**WORK INSTRUCTION**
Edit the items below so that each instance of "rough mask" reads "coarse mask", with every other line left unchanged.

++++ INFORMATION PROVIDED ++++

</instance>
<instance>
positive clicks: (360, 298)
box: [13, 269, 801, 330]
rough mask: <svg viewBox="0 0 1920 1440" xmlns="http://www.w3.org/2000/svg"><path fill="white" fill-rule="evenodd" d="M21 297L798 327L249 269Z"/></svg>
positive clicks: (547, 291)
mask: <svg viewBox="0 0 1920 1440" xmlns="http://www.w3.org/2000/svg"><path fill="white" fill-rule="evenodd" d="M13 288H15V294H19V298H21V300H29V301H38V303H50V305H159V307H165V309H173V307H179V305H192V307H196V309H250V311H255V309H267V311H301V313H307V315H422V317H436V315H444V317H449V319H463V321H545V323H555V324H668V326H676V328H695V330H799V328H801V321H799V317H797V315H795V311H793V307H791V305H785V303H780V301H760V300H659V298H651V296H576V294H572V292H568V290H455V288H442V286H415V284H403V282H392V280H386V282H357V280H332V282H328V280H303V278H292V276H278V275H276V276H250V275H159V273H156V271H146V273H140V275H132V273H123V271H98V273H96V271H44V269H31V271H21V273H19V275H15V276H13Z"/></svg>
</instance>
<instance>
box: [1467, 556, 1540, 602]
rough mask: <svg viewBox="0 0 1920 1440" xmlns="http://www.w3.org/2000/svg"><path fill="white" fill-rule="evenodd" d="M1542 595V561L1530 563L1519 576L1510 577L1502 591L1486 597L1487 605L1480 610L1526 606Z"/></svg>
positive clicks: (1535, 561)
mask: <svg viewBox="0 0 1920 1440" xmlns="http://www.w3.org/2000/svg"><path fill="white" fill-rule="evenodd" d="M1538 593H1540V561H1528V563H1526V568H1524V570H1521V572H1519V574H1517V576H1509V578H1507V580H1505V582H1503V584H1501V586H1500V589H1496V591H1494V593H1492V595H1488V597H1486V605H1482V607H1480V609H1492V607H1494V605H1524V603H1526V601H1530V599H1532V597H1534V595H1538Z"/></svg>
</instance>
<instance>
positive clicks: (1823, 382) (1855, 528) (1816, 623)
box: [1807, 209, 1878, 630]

++++

**ANSWER TO THIS TASK**
</instance>
<instance>
positive clicks: (360, 298)
box: [13, 269, 801, 330]
coarse mask: <svg viewBox="0 0 1920 1440" xmlns="http://www.w3.org/2000/svg"><path fill="white" fill-rule="evenodd" d="M21 297L798 327L249 269Z"/></svg>
positive clicks: (547, 291)
mask: <svg viewBox="0 0 1920 1440" xmlns="http://www.w3.org/2000/svg"><path fill="white" fill-rule="evenodd" d="M13 288H15V294H19V298H21V300H29V301H38V303H50V305H159V307H165V309H173V307H179V305H192V307H196V309H250V311H255V309H267V311H301V313H307V315H422V317H436V315H444V317H449V319H463V321H545V323H555V324H668V326H676V328H695V330H799V328H801V321H799V317H797V315H795V311H793V307H791V305H785V303H780V301H760V300H659V298H651V296H576V294H572V292H568V290H455V288H442V286H415V284H403V282H392V280H386V282H357V280H332V282H328V280H303V278H292V276H278V275H276V276H250V275H159V273H156V271H146V273H140V275H132V273H123V271H98V273H96V271H44V269H31V271H21V273H19V275H15V276H13Z"/></svg>
</instance>
<instance>
box: [1467, 556, 1540, 602]
coarse mask: <svg viewBox="0 0 1920 1440" xmlns="http://www.w3.org/2000/svg"><path fill="white" fill-rule="evenodd" d="M1542 595V561L1530 563L1519 576L1510 577L1502 591L1486 597L1487 605L1480 610L1526 606Z"/></svg>
positive clicks: (1535, 561)
mask: <svg viewBox="0 0 1920 1440" xmlns="http://www.w3.org/2000/svg"><path fill="white" fill-rule="evenodd" d="M1538 593H1540V561H1528V563H1526V568H1524V570H1521V572H1519V574H1517V576H1509V578H1507V580H1505V582H1503V584H1501V586H1500V589H1496V591H1494V593H1492V595H1488V597H1486V605H1482V607H1480V609H1492V607H1494V605H1524V603H1526V601H1530V599H1532V597H1534V595H1538Z"/></svg>
</instance>
<instance>
positive clicks: (1823, 382) (1855, 528) (1816, 623)
box: [1807, 209, 1878, 630]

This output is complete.